== DESCRIPTION OF THE TASK ==
In every row below, replace "position" with "location" and change nothing else. Leave the pictures out of your answer.

********

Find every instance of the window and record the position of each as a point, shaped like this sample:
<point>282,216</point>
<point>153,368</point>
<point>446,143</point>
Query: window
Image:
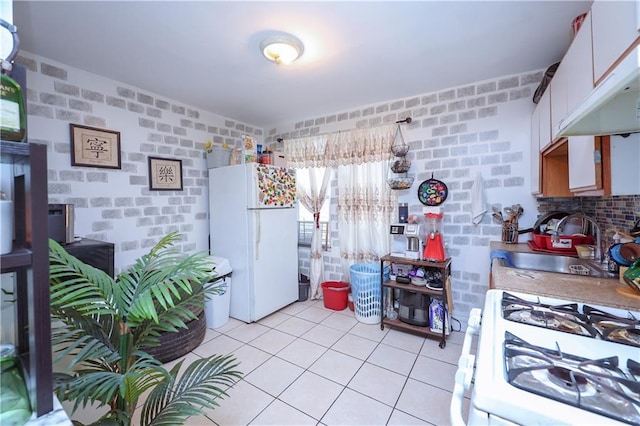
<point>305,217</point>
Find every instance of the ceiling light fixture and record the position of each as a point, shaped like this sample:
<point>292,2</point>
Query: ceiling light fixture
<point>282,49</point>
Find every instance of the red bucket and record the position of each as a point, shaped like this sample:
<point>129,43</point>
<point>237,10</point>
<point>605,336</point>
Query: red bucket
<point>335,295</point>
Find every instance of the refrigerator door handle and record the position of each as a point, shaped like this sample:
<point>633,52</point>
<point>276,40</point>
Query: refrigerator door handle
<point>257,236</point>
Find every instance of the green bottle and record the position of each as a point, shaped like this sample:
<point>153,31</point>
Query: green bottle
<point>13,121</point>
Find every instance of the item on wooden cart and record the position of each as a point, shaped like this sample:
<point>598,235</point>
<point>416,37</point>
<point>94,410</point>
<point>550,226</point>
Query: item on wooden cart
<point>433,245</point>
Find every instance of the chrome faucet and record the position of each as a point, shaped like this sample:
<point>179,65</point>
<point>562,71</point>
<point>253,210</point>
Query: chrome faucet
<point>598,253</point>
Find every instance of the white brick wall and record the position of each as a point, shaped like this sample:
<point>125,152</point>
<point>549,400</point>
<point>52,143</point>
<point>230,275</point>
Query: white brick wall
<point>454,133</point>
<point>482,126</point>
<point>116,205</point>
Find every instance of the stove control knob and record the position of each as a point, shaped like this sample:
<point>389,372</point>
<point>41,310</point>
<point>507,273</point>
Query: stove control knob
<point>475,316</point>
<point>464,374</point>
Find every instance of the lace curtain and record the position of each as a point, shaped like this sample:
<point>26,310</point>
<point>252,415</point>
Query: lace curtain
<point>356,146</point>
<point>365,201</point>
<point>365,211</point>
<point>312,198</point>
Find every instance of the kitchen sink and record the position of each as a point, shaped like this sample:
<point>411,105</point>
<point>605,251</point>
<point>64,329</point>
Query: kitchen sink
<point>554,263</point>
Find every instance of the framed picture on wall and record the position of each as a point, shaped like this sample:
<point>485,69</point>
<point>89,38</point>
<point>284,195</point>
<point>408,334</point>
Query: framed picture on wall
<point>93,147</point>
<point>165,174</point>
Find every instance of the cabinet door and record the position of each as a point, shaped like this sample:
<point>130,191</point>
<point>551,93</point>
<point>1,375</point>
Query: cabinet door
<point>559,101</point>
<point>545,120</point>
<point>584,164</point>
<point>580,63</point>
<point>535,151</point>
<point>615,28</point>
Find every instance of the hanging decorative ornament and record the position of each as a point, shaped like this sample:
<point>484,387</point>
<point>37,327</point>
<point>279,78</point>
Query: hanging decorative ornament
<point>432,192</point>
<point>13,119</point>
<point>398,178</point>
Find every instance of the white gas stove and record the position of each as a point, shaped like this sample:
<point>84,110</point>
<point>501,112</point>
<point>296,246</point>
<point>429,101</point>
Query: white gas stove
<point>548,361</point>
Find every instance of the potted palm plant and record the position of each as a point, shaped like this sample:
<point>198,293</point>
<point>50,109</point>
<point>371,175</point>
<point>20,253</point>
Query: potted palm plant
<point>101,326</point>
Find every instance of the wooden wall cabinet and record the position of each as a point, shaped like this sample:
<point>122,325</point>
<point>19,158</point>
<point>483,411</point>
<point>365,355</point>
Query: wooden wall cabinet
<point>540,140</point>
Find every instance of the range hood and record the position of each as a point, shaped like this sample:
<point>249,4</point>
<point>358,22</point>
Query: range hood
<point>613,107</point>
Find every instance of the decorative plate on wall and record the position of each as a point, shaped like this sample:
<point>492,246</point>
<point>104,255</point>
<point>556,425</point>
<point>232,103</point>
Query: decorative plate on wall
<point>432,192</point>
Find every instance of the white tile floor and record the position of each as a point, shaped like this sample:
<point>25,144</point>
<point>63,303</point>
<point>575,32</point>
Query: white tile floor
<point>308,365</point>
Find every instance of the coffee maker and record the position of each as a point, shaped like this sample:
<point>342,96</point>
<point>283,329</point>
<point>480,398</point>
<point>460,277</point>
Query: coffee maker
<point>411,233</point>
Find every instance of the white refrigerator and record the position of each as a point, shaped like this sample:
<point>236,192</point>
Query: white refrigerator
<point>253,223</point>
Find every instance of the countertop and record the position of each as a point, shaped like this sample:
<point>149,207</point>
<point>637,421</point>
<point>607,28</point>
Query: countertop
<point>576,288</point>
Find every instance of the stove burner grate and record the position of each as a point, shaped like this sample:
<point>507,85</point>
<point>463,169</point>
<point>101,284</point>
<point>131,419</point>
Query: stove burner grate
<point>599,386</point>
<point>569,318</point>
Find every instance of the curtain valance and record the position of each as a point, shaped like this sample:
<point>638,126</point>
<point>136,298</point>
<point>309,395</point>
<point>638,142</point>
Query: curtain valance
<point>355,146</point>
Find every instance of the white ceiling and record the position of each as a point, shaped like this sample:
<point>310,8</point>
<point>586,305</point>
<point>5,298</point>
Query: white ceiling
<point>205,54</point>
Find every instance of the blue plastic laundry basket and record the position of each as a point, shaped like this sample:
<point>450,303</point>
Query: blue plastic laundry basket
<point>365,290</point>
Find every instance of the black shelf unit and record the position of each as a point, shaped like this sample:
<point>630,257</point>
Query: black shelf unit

********

== FULL RESPONSE ==
Find every instance of the window and record the location of each as a point, shaped like this sample:
<point>282,216</point>
<point>153,368</point>
<point>446,143</point>
Query: window
Image:
<point>305,217</point>
Find every instance of the ceiling light fixture and record the location of each as a point, shaped like this sample:
<point>292,2</point>
Query: ceiling light fixture
<point>282,49</point>
Find every instance of the red bucket and record the location of each as a point, shaped like this sample:
<point>129,43</point>
<point>237,10</point>
<point>605,336</point>
Query: red bucket
<point>335,295</point>
Find every instance of the refrigerator door handle and record the location of each as a point, shaped like this sample:
<point>633,52</point>
<point>276,40</point>
Query: refrigerator door handle
<point>257,236</point>
Find every instance of the green bottle and record the location of each as a point, shaped like this sample:
<point>153,31</point>
Query: green bottle
<point>13,121</point>
Find every instance of the item on wooden cart and record the location of each as a point, shaped like this sample:
<point>598,235</point>
<point>416,37</point>
<point>94,410</point>
<point>550,226</point>
Query: item on wooden cart
<point>433,245</point>
Find every instance of the chrome faucet and record the location of each as a point, shaped like this sample:
<point>179,65</point>
<point>562,71</point>
<point>253,210</point>
Query: chrome faucet
<point>598,253</point>
Find every instance of the white brick wall and record the location of each as a point, shaped like this sample:
<point>125,152</point>
<point>549,400</point>
<point>52,143</point>
<point>230,275</point>
Query: white brick wall
<point>454,133</point>
<point>482,126</point>
<point>116,205</point>
Find every instance of the stove control knob and record the location of each as a point, shaped like this sample:
<point>389,372</point>
<point>41,310</point>
<point>507,273</point>
Query: stove control knob
<point>475,316</point>
<point>464,374</point>
Find every instance of the lace curtain and record the location of each as a point, shaped like this sample:
<point>26,310</point>
<point>252,415</point>
Query: lace curtain
<point>356,146</point>
<point>365,201</point>
<point>365,211</point>
<point>312,198</point>
Find every instance of the kitchen sink and record the location of each as a point, shaped like this sample:
<point>411,105</point>
<point>605,251</point>
<point>64,329</point>
Query: kitchen sink
<point>554,263</point>
Find every instance of the framed picture on wall and record the location of each as a point, shaped like this sample:
<point>485,69</point>
<point>89,38</point>
<point>284,195</point>
<point>408,334</point>
Query: framed picture on wall
<point>93,147</point>
<point>165,174</point>
Find every instance of the cabinet door and record the location of each as a point, shaped like this sample:
<point>130,191</point>
<point>551,93</point>
<point>1,375</point>
Query: cabinet door
<point>559,101</point>
<point>545,120</point>
<point>584,164</point>
<point>580,63</point>
<point>535,151</point>
<point>615,28</point>
Find every instance of the hanging decorative ornament and record the location of each as a point, shaped like this sample:
<point>484,387</point>
<point>37,327</point>
<point>279,78</point>
Query: hanging decorative ornament
<point>432,192</point>
<point>13,119</point>
<point>398,178</point>
Find every instance of the white gas stove and record the location of each as a point, shaped like this sample:
<point>84,110</point>
<point>501,112</point>
<point>296,246</point>
<point>429,101</point>
Query: white gas stove
<point>548,361</point>
Find every instance of the potted palm plant and record the location of each as a point, shaped like this sample:
<point>198,293</point>
<point>50,109</point>
<point>371,175</point>
<point>20,253</point>
Query: potted palm plant
<point>101,326</point>
Find every instance of the wooden wall cabinet and record the location of each as a point, shaped like this sample:
<point>122,325</point>
<point>19,158</point>
<point>483,411</point>
<point>365,355</point>
Query: wooden wall cabinet
<point>540,140</point>
Find every instance of the range hood and record the location of each as a point, shaped like this sample:
<point>249,4</point>
<point>358,22</point>
Query: range hood
<point>613,107</point>
Find every instance of the decorative plate on wall and record the location of each as a point, shaped like this sample:
<point>492,246</point>
<point>104,255</point>
<point>556,425</point>
<point>232,103</point>
Query: decorative plate on wall
<point>432,192</point>
Find every instance of the white tile floor and record the location of each as a point, shaped like this sample:
<point>25,144</point>
<point>63,303</point>
<point>575,32</point>
Query: white tile floor
<point>308,365</point>
Find every instance of the coffee maker and record the location of each as a point, shaped like this sample:
<point>342,96</point>
<point>283,329</point>
<point>480,398</point>
<point>460,277</point>
Query: coffee maker
<point>411,233</point>
Find every instance of the white refrigerator and record the location of each as a point, shaped like this sample:
<point>236,192</point>
Query: white refrigerator
<point>253,223</point>
Find every instance of the countertop and record the location of each as a point, shaped like this sample:
<point>149,207</point>
<point>637,421</point>
<point>607,28</point>
Query: countertop
<point>576,288</point>
Find every instance of the stove burner grate and record the location of each as a point, shaped like this sample:
<point>507,85</point>
<point>463,169</point>
<point>101,284</point>
<point>131,419</point>
Query: stove burner grate
<point>599,386</point>
<point>569,318</point>
Find every instance of the curtain valance and record the location of each as a point, shaped like this sample:
<point>638,126</point>
<point>136,298</point>
<point>309,395</point>
<point>638,142</point>
Query: curtain valance
<point>355,146</point>
Find every instance of the white ceiling and record the location of each as a point, shaped like this sample:
<point>310,8</point>
<point>586,305</point>
<point>5,298</point>
Query: white ceiling
<point>205,54</point>
Find every instance of the blue plastic laundry basket and record the location of each as a point, shaped like this sample:
<point>450,303</point>
Query: blue plastic laundry basket
<point>365,290</point>
Find every instance of the black shelf unit and record the location of each as a point, shaped like this sample:
<point>630,257</point>
Query: black shelf unit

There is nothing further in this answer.